• **WORK INSTRUCTIONS**: Copy each entry below exactly.

• **Data entries**:
□ □ □

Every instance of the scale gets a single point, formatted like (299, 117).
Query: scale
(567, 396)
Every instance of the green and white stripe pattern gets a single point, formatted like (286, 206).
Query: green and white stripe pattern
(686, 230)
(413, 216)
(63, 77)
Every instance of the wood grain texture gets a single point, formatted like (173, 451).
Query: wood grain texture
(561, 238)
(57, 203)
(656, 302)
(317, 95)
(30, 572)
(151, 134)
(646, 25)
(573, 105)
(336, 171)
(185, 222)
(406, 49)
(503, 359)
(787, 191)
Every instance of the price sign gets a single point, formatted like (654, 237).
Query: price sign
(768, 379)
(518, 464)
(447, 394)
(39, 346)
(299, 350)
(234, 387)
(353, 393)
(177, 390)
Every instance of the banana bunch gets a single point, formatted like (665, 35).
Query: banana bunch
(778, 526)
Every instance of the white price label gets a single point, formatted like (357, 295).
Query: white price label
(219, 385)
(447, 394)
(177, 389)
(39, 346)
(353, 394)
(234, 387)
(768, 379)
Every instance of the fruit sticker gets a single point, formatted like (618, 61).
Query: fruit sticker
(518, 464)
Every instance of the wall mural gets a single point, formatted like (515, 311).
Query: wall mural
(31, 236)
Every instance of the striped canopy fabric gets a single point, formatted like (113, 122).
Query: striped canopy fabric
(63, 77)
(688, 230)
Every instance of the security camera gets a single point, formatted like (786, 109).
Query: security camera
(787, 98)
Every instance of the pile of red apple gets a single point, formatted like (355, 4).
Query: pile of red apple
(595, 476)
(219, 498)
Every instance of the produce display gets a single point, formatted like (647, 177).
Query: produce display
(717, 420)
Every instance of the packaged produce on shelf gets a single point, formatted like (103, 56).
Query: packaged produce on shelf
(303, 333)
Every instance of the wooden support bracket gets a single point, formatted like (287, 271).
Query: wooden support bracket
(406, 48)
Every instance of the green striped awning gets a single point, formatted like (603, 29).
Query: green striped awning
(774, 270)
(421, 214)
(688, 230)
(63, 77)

□ □ □

• **RESPONSE BELOW**:
Every instance of the scale gets a single point, formatted like (299, 117).
Query: scale
(567, 396)
Every instance of the green and white stripe pattern gets a single point, formatted like (286, 206).
Query: green and white stripe pattern
(686, 230)
(413, 216)
(63, 77)
Every instance of the wood grain texture gets a single point, formatted like (173, 451).
Query: wood grain texture
(561, 238)
(57, 203)
(656, 302)
(317, 95)
(30, 572)
(151, 134)
(646, 25)
(573, 105)
(336, 171)
(185, 222)
(406, 49)
(503, 359)
(787, 191)
Every instance of the price sign gets a single point, formatted like (654, 237).
Query: price sign
(768, 379)
(518, 464)
(447, 394)
(39, 346)
(299, 350)
(234, 387)
(353, 393)
(177, 390)
Every instance of the banana bunch gets a single point, formatted like (665, 35).
Query: banana bunch
(778, 526)
Every instance of the white price label gets a single point, formatted like (357, 295).
Query: white price label
(219, 385)
(447, 394)
(177, 389)
(39, 346)
(353, 394)
(234, 387)
(768, 379)
Every instance of the fruit sticker gets a single point, formatted like (618, 61).
Query: fruit sticker
(518, 464)
Every instance of the wall mural gets a single point, formatted like (515, 311).
Query: wall mural
(31, 236)
Every instance of the striped canopy fabric gets a single point, formatted like (113, 122).
Query: striped canopy fabric
(63, 77)
(688, 230)
Every instance of the security camera gets a single point, formatted like (786, 109).
Query: security camera
(787, 98)
Every instance of the pile of red apple gets a single point, formatted like (355, 4).
Query: pile of red apple
(595, 476)
(219, 498)
Every instance of the produce display gets a single point, formatted like (647, 177).
Query: produce display
(717, 420)
Every instance of the packaged produce on shelf gets a single point, formatted like (103, 56).
Query: packaged produce on shelf
(303, 333)
Every instance of the wooden support bracket gets a single point, formatted like (287, 271).
Query: wooden support bracket
(406, 48)
Every instance of the green striped awning gets a single point, formatted like (603, 29).
Query: green striped awning
(774, 270)
(421, 214)
(688, 230)
(63, 77)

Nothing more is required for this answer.